[Given text]
--- Start ---

Saturday, June 27, 2015

not moving day

All my bags are packed, I'm ready to go. Lalalalala.

It is not 1000 degrees today, the day on which we planned our big move -- scheduled the truck, turned off the wifi electric water garbage, you know. But it is a mild normal morning, the marine layer slowly lifting -- perfect for a move,  But no. We are to wait another week. The Portland weather geniuses are now predicting 1002 degrees next weekend. Moving on July 4th. My one hope is that, as usual, the weather drama queens are exaggerating and it will be a normal warm July day. Whine.

Packing continues. Box after box. Kurt pulled the stepping stones from the yard -- they were not included in the sale, a gift from my sweet cousin Vali. They will find a new home in Yamhill, in the deep green beautiful yard on Balm Street. Doesn't that sound nice? Balm Street?

I am so ready to be there. I will also miss my raspberries. I've been eating half a cup a day. So yummy! I will probably not miss the naked bike ride. Tonight was the big night. We saw three naked women is all. They seemed happy to be on display. I don't care.

--- End ---

[What you have to do]
Copy out the blog post about the postponed move word for word, in full.

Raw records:
--- Start ---

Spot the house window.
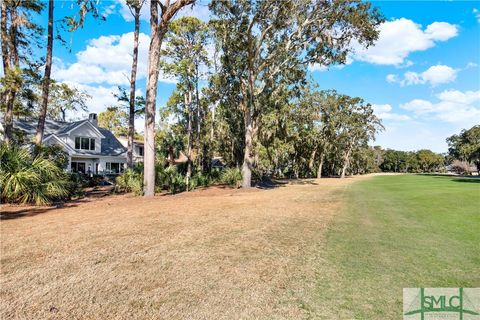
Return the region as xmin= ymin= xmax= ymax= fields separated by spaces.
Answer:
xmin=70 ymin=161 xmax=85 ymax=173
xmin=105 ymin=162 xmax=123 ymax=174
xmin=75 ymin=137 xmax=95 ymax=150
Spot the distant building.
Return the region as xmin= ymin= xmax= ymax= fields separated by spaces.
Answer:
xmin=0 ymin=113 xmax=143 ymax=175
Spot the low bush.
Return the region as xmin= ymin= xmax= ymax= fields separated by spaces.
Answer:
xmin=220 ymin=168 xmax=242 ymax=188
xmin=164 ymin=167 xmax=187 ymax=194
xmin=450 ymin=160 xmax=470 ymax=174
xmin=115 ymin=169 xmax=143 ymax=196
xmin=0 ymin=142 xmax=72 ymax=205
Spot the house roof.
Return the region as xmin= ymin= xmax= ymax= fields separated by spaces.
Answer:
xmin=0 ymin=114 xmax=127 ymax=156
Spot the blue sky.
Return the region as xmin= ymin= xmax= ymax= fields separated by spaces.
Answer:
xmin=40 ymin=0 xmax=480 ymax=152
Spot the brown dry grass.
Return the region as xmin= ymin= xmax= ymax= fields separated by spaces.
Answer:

--- End ---
--- Start ---

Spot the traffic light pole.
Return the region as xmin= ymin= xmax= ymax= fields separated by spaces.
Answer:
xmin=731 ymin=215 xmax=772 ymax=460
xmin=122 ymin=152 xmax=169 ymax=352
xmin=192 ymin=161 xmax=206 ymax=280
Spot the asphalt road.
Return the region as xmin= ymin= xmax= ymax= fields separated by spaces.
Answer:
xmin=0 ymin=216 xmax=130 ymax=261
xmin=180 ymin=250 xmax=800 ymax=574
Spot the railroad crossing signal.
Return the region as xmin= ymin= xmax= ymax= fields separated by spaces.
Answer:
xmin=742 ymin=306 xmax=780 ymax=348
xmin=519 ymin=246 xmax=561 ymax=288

--- End ---
--- Start ---

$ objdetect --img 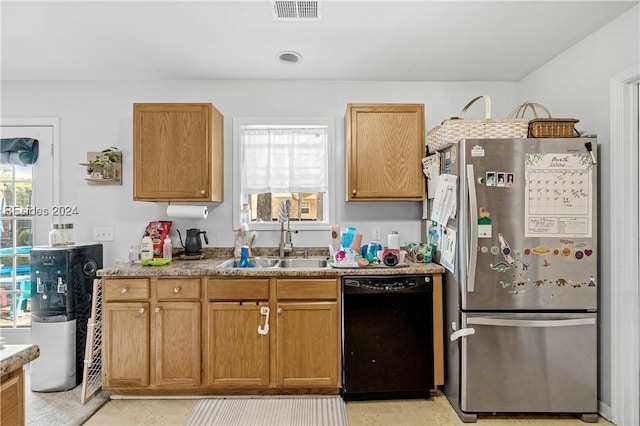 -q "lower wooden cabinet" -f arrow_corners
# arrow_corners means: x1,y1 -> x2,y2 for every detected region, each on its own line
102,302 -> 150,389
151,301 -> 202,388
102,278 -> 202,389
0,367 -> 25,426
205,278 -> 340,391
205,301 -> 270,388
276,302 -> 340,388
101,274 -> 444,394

--- End ---

[Final result]
Saturday, June 27, 2015

not moving day

All my bags are packed, I'm ready to go. Lalalalala.

It is not 1000 degrees today, the day on which we planned our big move -- scheduled the truck, turned off the wifi electric water garbage, you know. But it is a mild normal morning, the marine layer slowly lifting -- perfect for a move,  But no. We are to wait another week. The Portland weather geniuses are now predicting 1002 degrees next weekend. Moving on July 4th. My one hope is that, as usual, the weather drama queens are exaggerating and it will be a normal warm July day. Whine.

Packing continues. Box after box. Kurt pulled the stepping stones from the yard -- they were not included in the sale, a gift from my sweet cousin Vali. They will find a new home in Yamhill, in the deep green beautiful yard on Balm Street. Doesn't that sound nice? Balm Street?

I am so ready to be there. I will also miss my raspberries. I've been eating half a cup a day. So yummy! I will probably not miss the naked bike ride. Tonight was the big night. We saw three naked women is all. They seemed happy to be on display. I don't care.